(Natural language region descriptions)
============================================================

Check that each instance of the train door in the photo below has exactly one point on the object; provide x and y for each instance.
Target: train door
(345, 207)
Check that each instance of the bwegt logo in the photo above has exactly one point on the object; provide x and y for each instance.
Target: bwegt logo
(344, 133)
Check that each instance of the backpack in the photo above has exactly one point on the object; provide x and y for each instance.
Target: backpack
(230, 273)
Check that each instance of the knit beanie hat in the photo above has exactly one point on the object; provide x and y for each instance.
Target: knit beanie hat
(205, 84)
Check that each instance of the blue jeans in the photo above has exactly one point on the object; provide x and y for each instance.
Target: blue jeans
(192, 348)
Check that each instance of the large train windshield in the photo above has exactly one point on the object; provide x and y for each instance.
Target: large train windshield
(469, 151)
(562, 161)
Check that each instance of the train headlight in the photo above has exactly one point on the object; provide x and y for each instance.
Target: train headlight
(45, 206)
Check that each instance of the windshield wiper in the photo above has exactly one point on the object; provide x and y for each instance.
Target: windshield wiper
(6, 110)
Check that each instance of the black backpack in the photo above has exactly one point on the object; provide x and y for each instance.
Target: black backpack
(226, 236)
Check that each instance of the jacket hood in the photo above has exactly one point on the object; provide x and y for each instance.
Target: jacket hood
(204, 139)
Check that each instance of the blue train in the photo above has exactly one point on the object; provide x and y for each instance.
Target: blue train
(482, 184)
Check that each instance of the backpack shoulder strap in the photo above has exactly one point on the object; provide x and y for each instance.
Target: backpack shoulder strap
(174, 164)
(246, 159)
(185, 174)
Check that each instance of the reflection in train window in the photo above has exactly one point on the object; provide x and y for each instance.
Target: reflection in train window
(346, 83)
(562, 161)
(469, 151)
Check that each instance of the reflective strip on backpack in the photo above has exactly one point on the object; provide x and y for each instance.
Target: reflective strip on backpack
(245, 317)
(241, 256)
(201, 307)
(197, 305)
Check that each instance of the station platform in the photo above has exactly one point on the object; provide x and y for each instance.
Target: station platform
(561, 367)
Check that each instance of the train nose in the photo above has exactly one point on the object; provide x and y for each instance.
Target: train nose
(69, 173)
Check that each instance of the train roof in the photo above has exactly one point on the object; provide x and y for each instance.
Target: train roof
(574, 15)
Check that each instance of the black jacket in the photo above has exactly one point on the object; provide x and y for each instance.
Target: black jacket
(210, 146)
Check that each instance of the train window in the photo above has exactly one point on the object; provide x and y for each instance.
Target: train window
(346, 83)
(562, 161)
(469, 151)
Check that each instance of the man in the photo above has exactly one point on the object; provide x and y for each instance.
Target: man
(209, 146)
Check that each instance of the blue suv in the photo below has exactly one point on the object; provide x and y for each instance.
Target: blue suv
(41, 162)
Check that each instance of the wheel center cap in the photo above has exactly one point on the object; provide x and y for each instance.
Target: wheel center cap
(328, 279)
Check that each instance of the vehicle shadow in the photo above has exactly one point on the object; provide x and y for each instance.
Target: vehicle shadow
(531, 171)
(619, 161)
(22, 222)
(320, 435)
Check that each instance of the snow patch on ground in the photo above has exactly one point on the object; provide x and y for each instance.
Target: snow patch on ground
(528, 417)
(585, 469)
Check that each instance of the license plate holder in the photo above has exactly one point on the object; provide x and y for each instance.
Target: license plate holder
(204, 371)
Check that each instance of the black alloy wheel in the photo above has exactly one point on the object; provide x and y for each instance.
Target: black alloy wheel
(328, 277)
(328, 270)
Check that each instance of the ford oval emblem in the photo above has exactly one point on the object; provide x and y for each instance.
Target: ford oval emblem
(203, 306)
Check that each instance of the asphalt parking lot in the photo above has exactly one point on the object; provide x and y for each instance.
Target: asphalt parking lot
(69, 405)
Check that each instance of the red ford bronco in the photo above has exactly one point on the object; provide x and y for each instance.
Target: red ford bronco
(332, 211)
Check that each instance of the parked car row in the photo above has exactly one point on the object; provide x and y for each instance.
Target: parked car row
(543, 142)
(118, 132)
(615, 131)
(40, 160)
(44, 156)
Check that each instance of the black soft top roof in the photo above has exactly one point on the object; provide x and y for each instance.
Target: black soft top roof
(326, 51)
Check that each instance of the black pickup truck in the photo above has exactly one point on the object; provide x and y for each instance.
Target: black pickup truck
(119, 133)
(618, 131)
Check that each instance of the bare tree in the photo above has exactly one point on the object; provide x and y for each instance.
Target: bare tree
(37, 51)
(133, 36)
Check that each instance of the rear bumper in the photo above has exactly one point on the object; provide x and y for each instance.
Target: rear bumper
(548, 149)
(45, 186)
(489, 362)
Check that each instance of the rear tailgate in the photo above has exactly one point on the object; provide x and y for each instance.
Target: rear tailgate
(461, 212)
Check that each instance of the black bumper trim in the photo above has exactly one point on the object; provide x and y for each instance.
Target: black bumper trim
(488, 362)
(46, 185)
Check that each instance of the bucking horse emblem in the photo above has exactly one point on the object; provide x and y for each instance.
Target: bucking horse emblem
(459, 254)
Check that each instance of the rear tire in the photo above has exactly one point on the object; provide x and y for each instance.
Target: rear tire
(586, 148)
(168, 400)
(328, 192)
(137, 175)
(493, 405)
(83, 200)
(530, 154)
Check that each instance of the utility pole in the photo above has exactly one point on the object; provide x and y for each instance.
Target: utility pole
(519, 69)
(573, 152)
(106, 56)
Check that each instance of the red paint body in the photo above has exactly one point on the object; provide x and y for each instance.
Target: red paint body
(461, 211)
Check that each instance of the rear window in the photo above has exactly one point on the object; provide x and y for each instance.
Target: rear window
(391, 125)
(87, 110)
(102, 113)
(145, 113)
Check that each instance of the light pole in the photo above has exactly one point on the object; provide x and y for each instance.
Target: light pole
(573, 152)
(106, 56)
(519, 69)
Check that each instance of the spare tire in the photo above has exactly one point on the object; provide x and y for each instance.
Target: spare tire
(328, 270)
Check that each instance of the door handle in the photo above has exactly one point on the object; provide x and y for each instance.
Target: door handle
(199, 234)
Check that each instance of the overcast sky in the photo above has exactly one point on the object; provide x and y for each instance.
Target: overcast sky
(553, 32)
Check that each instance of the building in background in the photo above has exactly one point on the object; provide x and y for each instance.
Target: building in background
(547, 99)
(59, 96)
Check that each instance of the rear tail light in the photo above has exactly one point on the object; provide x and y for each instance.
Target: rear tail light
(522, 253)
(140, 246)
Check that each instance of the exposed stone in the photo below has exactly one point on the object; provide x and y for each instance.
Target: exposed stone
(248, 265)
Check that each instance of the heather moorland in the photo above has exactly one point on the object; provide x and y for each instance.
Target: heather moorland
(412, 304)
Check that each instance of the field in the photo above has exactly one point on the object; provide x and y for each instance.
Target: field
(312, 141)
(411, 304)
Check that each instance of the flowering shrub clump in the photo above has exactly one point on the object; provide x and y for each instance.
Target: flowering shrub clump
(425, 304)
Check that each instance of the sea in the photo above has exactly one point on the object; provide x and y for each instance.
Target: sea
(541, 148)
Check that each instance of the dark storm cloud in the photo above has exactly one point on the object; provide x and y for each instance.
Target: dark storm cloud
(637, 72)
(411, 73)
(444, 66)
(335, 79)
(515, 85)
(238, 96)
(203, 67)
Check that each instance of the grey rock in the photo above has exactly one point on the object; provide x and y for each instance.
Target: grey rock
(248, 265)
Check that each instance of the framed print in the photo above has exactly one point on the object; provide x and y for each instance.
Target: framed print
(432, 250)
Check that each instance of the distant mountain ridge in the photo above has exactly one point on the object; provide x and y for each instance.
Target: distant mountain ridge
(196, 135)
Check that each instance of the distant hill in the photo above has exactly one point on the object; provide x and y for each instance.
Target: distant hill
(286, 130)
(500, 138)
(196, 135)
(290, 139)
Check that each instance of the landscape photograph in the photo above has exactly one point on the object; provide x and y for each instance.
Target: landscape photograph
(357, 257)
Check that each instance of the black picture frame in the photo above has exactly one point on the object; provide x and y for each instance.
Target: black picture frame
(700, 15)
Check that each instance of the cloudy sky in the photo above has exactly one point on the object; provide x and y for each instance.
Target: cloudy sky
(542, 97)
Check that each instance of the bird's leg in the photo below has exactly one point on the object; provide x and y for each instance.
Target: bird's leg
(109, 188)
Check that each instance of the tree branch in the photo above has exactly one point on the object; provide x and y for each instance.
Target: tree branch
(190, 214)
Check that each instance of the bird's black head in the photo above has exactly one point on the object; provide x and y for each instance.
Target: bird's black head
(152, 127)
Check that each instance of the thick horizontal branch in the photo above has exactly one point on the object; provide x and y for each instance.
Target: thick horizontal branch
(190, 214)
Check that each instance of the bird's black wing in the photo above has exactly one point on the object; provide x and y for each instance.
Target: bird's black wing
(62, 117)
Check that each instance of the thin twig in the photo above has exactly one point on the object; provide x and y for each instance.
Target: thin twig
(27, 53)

============================================================

Work order: Your answer should be the lines above, from the line containing "Check that each instance of the red paint" up to and including the line containing "Check that each instance of the rear window", reproduced exactly and with nothing else.

Your response:
Check that each instance of the red paint body in the photo above has exactly one point on the object; provide x and y for each instance.
Target: red paint body
(461, 211)
Check that each instance of the rear window in the photo above has exactly one point on the object; provide x and y for each instance.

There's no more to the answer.